→ Vorliegender Text:

Schriftgestaltung in Zürich
Gestalten hat viel mit Haltung zu tun, das wird schon im Vorwort deutlich. Viele Gestalter wollen sich mit einer eigenen Gestaltungsidentität inszenieren. Als Beweis dafür gilt eine individuell kreierte Schrift. Für die Außenwahrnehmung eines Unternehmens gilt eine neue Schrift auch als neuer Look, beschränkt sich aber oft auf »des Kaisers neue Kleider«.
Schriftproduktion wird häufig von »dekorierenden« Grafikern erobert. Hierzu nennt Barmettler die Schule von Lausanne. Wogegen in Den Haag und Reading alte Schriften ausgegraben und neugestaltet würden. Und in Zürich bemühe man sich einfach um neue Schriften, nämlich Textschriften, so Barmettler. Beständig und nachhaltig sollen diese Schriften sein und nicht nur ein »blosses Spiel mit Formen auf der Fläche«. Es geht dagegen um sehr feine formale Differenzen, um Proportionen auch der Tradition, wissenschaftlich-optische Tatsachen, die Zusammenhänge daraus und natürlich das Lernen aus der Schriftgeschichte.
Über die Aufgabe der Schriftlehre speziell in Zürich berichtet Barmettler ausführlich. Der schwierige Weg, wie es überhaupt zu der Sonderform dieses Studiums kam, wie tief verwurzelt in die Möglichkeiten eines modernen und intensiven Unterrichts seine Arbeit ist und vor allem wie für das Ziel der Gestaltung einer Leseschrift vorgegangen wird. Dazu kommen auch Barmettlers Mitstreiter und Dozenten zu Wort wie André Baldinger Hans-Jürg Hunziker und Anton Studer.
Dass Kalligrafie für die Schriftgestaltung nicht nur wichtig, sondern bedeutend ist, stellt Katharina Wolff dar. Sie geht dabei auf verschiedene Entwurfsprinzipien, Schreibtraditionen, Werkzeuge und Übungen ein. Dass künftige Schriftentwicklungen nicht dem aktuellen Zeitgeist folgen, sondern aus der Vergangenheit neu entstehen müssen, ist Barmettlers Prinzip, die er in seinem Fach Geschichte der Schrift vertritt.
Basis des Buches sind aber 70 neue Schriften, die vorgestellt werden und im Schriftunterricht von CAS Schriftgestaltung und MAS Type Design und MAS (das sind die Namen der Kurse) als Ergebnis und praxisreif entstanden sind. Dazu gehören auch einige Schriften, die bereits in der Praxis bekannt und etabliert sind.

→ Rohdaten:
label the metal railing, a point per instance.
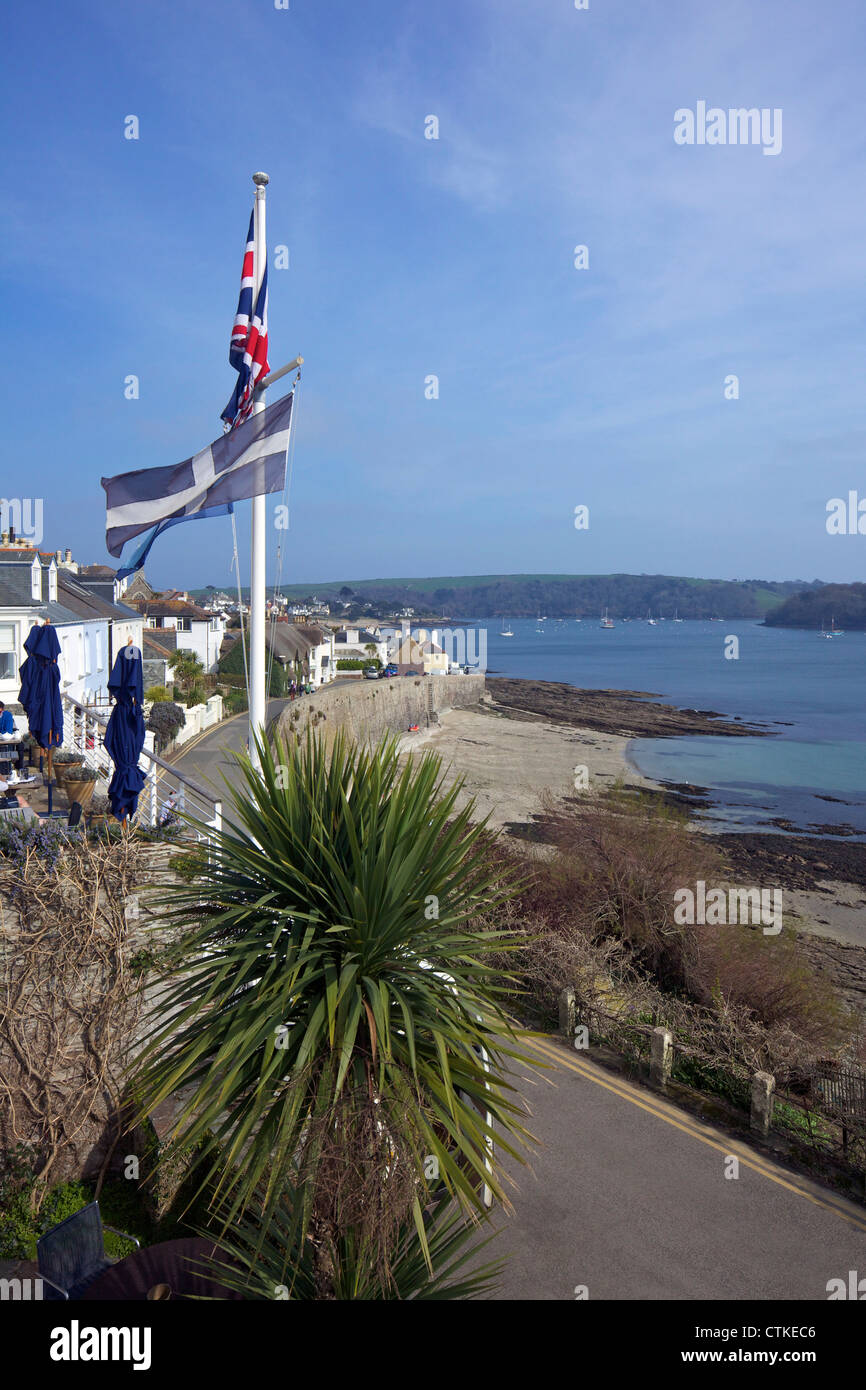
(84, 734)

→ Aufgabe 1:
Beantworte zum Text über Schriftgestaltung in Zürich diese Fragen:
(a) Welche Schule nennt Barmettler im Zusammenhang mit »dekorierenden« Grafikern?
(b) Wer legt dar, dass Kalligrafie für die Schriftgestaltung bedeutend ist?
(c) Wie viele neue Schriften bilden die Basis des Buches?
→ Aufgabe 2: Gib aus dem Text über Schriftgestaltung in Zürich die Stelle von „Über die Aufgabe“ bis einschließlich „der Schrift vertritt.“ wortgetreu wieder.
→ Aufgabe 3: Führe den Text über Schriftgestaltung in Zürich im Anschluss an seinen letzten Satz weiter.

→ Antwort 1:
(a) Die Schule von Lausanne.
(b) Katharina Wolff.
(c) 70.

→ Antwort 2:
Über die Aufgabe der Schriftlehre speziell in Zürich berichtet Barmettler ausführlich. Der schwierige Weg, wie es überhaupt zu der Sonderform dieses Studiums kam, wie tief verwurzelt in die Möglichkeiten eines modernen und intensiven Unterrichts seine Arbeit ist und vor allem wie für das Ziel der Gestaltung einer Leseschrift vorgegangen wird. Dazu kommen auch Barmettlers Mitstreiter und Dozenten zu Wort wie André Baldinger Hans-Jürg Hunziker und Anton Studer.
Dass Kalligrafie für die Schriftgestaltung nicht nur wichtig, sondern bedeutend ist, stellt Katharina Wolff dar. Sie geht dabei auf verschiedene Entwurfsprinzipien, Schreibtraditionen, Werkzeuge und Übungen ein. Dass künftige Schriftentwicklungen nicht dem aktuellen Zeitgeist folgen, sondern aus der Vergangenheit neu entstehen müssen, ist Barmettlers Prinzip, die er in seinem Fach Geschichte der Schrift vertritt.

→ Antwort 3:
Spannend sind auch zusätzliche Beiträge wie die Vorstellung des »Typefinders« von Christian Flepp oder die Entwicklung des Type-Generators von Remo Caminada. Doch kommt auch die Geschichte nicht nur in den Darstellungen zur Schriftgeschichte oder Kalligrafie zur Geltung. Robert Kinross über die große Zeit der Monotype. Georg Saldens erinnert daran, dass Formarbeit nur aus der Handarbeit entstehen kann und Schriftenmachen auch eine Schulung des optischen Empfindens ist. An Eduard Meier wird erinnert (er hatte schon in den Fünfzigerjahren des vergangenen Jahrhunderts eine neue Schrift (erstmals vielleicht) konzeptionell vorgestellt; die Schrift heißt Syntax. Bruno Margreth gibt eine spezielle Epoche wieder mit seiner Abhandlung zum Schriftbild im Fotosatz.
Das sich Schriftentwicklung längst nicht mehr nur im europäischen Raum abspielt, ist auch der Blick von Fiona Ross auf »Non-latin type design« unentbehrlich.
Während ich dies schreibe und zum Lesen der Seitenzahlen laufend das doch relativ große Buch drehen muss, denke ich auch über die Gestaltung, also die Typografie dieses Buches nach. Generell eine sympathische schweizerische Buchgestaltung, ohne »Kinkerlitzchen«, gesetzt aus der Baldinger Pro. Jedoch sind die Fußnoten in einer dünnen, sehr kleinen Bline Mono gesetzt. Die kleinen Seitenzahlen sind zudem gestürzt angeordnet. Ein Widerspruch zu dem, was hier über Lesbarkeit gesagt wird?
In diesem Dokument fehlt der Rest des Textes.